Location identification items
....
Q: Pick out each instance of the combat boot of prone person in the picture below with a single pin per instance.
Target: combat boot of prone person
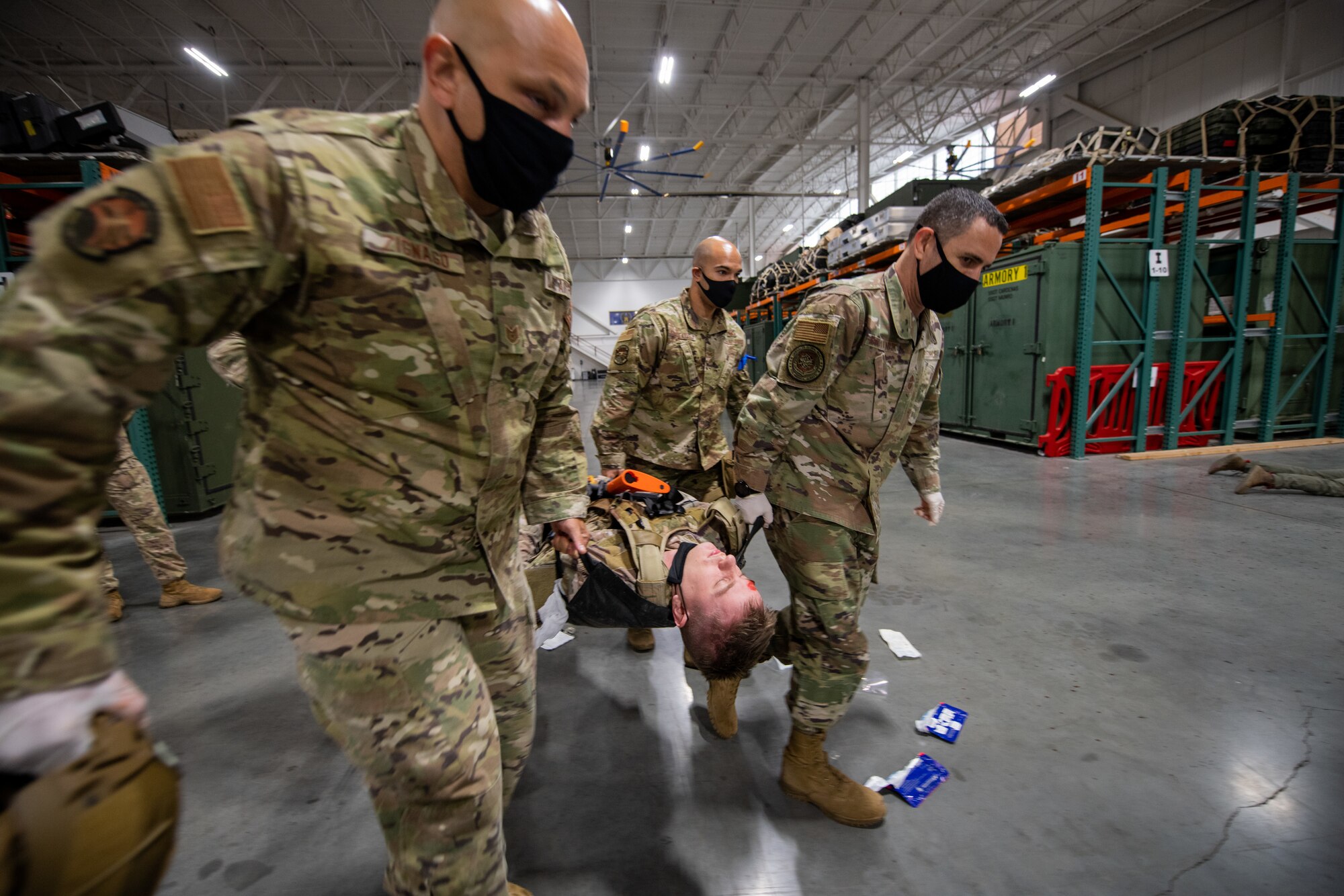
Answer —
(181, 592)
(808, 776)
(115, 605)
(724, 707)
(1234, 463)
....
**Objective**
Could you return the data above word for word, leaving the pictures out?

**Correct response**
Q: Pick out each instance of the combat boot of prone person in the picture below with a single pin per instance.
Target: combat boot of prone person
Answer —
(181, 592)
(808, 776)
(115, 605)
(724, 707)
(1234, 463)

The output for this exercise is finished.